**Task input:**
___

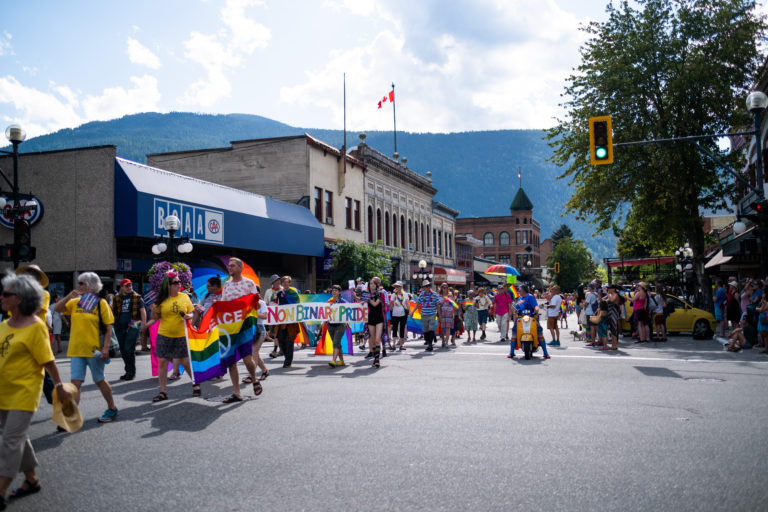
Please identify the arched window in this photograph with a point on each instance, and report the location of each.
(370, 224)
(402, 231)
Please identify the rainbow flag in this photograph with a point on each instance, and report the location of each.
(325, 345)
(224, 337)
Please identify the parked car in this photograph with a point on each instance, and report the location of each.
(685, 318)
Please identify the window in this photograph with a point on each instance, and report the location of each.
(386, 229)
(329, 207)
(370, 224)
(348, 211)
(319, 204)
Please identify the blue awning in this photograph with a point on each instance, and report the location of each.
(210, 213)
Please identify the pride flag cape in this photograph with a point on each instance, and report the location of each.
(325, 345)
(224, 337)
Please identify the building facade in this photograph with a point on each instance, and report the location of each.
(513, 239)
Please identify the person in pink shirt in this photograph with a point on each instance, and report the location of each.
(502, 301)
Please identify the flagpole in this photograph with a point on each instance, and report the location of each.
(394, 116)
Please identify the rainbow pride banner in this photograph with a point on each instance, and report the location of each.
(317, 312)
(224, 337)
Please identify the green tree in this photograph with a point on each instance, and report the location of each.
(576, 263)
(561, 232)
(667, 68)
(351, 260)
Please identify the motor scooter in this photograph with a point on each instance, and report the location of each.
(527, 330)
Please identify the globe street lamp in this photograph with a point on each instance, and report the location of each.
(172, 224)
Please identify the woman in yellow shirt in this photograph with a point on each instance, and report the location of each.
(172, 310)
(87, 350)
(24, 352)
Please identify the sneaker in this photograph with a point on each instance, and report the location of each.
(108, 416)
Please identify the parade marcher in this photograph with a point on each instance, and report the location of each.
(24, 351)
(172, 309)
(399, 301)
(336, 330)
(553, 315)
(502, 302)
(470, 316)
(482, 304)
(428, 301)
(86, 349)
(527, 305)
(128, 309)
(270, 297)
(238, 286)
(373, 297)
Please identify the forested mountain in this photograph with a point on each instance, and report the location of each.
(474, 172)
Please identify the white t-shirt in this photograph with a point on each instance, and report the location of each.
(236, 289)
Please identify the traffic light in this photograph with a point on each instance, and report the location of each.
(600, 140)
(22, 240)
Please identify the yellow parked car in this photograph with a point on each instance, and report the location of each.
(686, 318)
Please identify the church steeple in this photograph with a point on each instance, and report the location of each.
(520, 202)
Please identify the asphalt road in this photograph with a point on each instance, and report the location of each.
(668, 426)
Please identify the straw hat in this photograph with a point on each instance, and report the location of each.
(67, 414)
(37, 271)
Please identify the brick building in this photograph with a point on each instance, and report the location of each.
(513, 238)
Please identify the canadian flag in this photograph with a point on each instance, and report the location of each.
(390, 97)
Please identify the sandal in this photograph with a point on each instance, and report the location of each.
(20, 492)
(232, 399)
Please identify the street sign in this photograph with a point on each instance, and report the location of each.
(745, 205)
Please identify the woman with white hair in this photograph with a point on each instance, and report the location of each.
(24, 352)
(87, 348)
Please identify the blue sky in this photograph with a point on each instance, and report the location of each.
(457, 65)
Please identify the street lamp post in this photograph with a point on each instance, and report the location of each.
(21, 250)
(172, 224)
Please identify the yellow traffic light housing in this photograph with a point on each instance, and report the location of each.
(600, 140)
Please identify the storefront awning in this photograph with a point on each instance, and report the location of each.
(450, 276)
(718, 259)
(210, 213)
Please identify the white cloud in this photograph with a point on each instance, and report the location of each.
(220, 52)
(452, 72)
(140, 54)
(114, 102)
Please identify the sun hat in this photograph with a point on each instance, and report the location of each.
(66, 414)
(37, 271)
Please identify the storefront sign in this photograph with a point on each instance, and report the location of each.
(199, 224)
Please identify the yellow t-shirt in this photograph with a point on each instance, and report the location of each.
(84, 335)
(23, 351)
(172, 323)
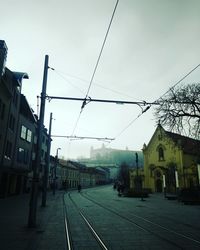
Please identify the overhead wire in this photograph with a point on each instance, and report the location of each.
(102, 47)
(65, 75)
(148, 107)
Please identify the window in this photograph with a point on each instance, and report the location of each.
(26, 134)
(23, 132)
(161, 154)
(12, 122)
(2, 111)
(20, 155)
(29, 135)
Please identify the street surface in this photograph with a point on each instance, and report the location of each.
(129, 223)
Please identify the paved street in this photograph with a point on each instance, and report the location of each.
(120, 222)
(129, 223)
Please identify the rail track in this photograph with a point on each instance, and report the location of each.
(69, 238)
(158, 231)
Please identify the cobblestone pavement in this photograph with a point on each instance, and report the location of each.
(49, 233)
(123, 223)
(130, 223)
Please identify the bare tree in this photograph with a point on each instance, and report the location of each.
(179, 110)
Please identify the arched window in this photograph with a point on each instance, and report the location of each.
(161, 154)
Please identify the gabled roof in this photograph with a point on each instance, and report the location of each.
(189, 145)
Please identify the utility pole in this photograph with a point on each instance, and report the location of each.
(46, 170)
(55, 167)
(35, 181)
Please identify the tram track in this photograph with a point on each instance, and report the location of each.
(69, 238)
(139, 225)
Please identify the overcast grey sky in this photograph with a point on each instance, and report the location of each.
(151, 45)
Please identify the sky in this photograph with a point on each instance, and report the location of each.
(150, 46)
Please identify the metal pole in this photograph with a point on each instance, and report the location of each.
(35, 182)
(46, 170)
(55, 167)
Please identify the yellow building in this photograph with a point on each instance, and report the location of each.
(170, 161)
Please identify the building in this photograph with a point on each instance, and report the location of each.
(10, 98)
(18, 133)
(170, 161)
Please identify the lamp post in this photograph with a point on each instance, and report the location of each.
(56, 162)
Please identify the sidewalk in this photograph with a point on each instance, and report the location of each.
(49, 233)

___

**Try it:** The answer must be an exact copy of the records, with no pictures in it.

**Written answer:**
Please identify the arched window in this photograph with a point on each instance, and report the location of each.
(370, 224)
(402, 231)
Please identify the rainbow flag in this photograph with a point on each instance, and report the location of each.
(325, 345)
(224, 337)
Please identify the parked car in this photograph with a point on each instance, and report the location of each.
(685, 318)
Please identify the window in this photograph with a point on each instance, and report the location of each.
(386, 229)
(329, 207)
(370, 224)
(348, 211)
(319, 204)
Please identify the blue awning in this photograph with a point on each instance, and report the location of each.
(210, 213)
Please identify the pride flag cape in this photograph with a point on each instance, and report the location of each.
(325, 345)
(224, 337)
Please identify the building facade in this photograph with a point on each instance, and report the location of each.
(513, 239)
Please identify the person in pink shirt in this photograph with a point on each instance, and report the location of each.
(502, 301)
Please identify the flagpole in this photograph with a point on each instance, and report the location of each.
(394, 116)
Please identify the rainbow pride banner in this photograph with a point on each instance, and report the location of each.
(317, 312)
(224, 337)
Please identify the green tree in this photograph with a point on each instance, and report the location of each.
(576, 263)
(561, 232)
(667, 68)
(351, 260)
Please identify the motor scooter in this photograph with a point on each instance, and report the location of each.
(527, 330)
Please identify the globe street lamp in this photograph with a point on each instance, and report the location of each.
(172, 224)
Please identify the woman in yellow shirt in this photograph with a point on each instance, and report the location of each.
(172, 310)
(87, 350)
(24, 352)
Please identify the sneaker in this photograph with a point on each instance, and report the location of each.
(108, 416)
Please identify the parade marcher in this photograph with a point on each instance, and report the location of each.
(24, 351)
(172, 309)
(399, 301)
(336, 330)
(553, 315)
(502, 302)
(470, 316)
(482, 304)
(428, 301)
(86, 349)
(527, 305)
(128, 309)
(270, 297)
(238, 286)
(373, 297)
Please identify the forested mountain in this photograph with a point on each instance, and report the location of each.
(474, 172)
Please identify the white t-shirt in this photograph with a point on each instance, and report the location of each.
(236, 289)
Please identify the traffic light in this photograph with a point on each instance, and report the location of each.
(600, 140)
(22, 240)
Please identify the yellow parked car in this photograph with a point on each instance, and report the location of each.
(686, 318)
Please identify the church steeple in this photograph with a point on each instance, and report the location of each.
(520, 202)
Please identify the asphalt road in this photograph with a point on each instance, and report the location of each.
(668, 426)
Please identify the straw hat in this photograph with a point on each instance, and report the location of each.
(67, 414)
(37, 271)
Please identify the brick building in this photograph with a point on each instance, and report the location of each.
(513, 238)
Please identify the canadian flag in this photograph with a point on each instance, and report the location of each.
(390, 97)
Please identify the sandal in this photograph with a point on each instance, and report the location of each.
(20, 492)
(232, 399)
Please identify the street sign in this photograph with a point on each instance, and report the location of each.
(745, 205)
Please identify the woman with white hair in this photograph with a point on each instance, and report the location of each.
(24, 352)
(87, 348)
Please identify the blue sky in this photograph with a point on each instance, and report the location of each.
(457, 65)
Please identify the street lamp post in this photograph with a point on each instance, and report the location of each.
(21, 250)
(172, 224)
Please identify the yellow traffic light housing in this photograph with a point on each instance, and report the location of each.
(600, 140)
Please identify the storefront awning in this photograph with a point on each instance, and report the location of each.
(450, 276)
(718, 259)
(210, 213)
Please identify the white cloud in this photograph with a point on each instance, and report the location of each.
(220, 52)
(452, 72)
(140, 54)
(114, 102)
Please identify the sun hat in this photograph with a point on each instance, and report the location of each.
(66, 414)
(37, 271)
Please identify the storefront sign in this photograph with a point on each instance, and report the location of each.
(199, 224)
Please identify the yellow t-shirt in this photograph with a point on each instance, and report the location of each.
(84, 335)
(23, 351)
(172, 323)
Please identify the overhead wire in this photograph with a point on each instance, and report the location of each.
(102, 47)
(65, 75)
(148, 107)
Please identify the window in this photograph with a point on each instance, and report the location of each.
(26, 134)
(23, 132)
(161, 154)
(12, 122)
(2, 111)
(20, 155)
(29, 135)
Please identify the street surface in this photograph with a point on each instance, and report the location of each.
(129, 223)
Please identify the paved street in this photograph with a point on each instance, and report the location of each.
(120, 222)
(129, 223)
Please identify the rail track in this photograph with a point on each instance, and report the location of each.
(69, 238)
(158, 231)
Please identify the cobblestone pavement in this photograph with a point on each instance, and report the location of each.
(49, 233)
(123, 223)
(130, 223)
Please identify the bare tree in this photograph with a point on each instance, and report the location of each.
(179, 110)
Please identify the arched window in this photograph with a point on each instance, and report the location of each.
(161, 154)
Please identify the gabled roof in this photograph with a point on each instance, and report the location of each.
(189, 145)
Please identify the utility pole in this photograph with a point on each instance, and report the location of each.
(46, 170)
(55, 167)
(35, 181)
Please identify the tram track in this photograph with a point on each instance, and report the location of each.
(69, 238)
(139, 225)
Please identify the overcast grey sky in this photograph with a point on each instance, and report the location of each.
(151, 45)
Please identify the sky in this photograph with a point on each instance, and report the location of each.
(150, 46)
Please identify the metal pole in this photograph with a point on each instance, and report the location of each.
(35, 182)
(46, 170)
(55, 167)
Please identify the yellow building in this photograph with a point on each instance, and report the location of each.
(170, 161)
Please identify the building in this photograph with a point on each instance, and report the location of each.
(10, 98)
(18, 133)
(170, 161)
Please identify the lamp post in this photograph with a point on each instance, and report the location of each.
(56, 162)
Please identify the sidewalk in this photograph with a point on each instance, and report the location of each.
(49, 233)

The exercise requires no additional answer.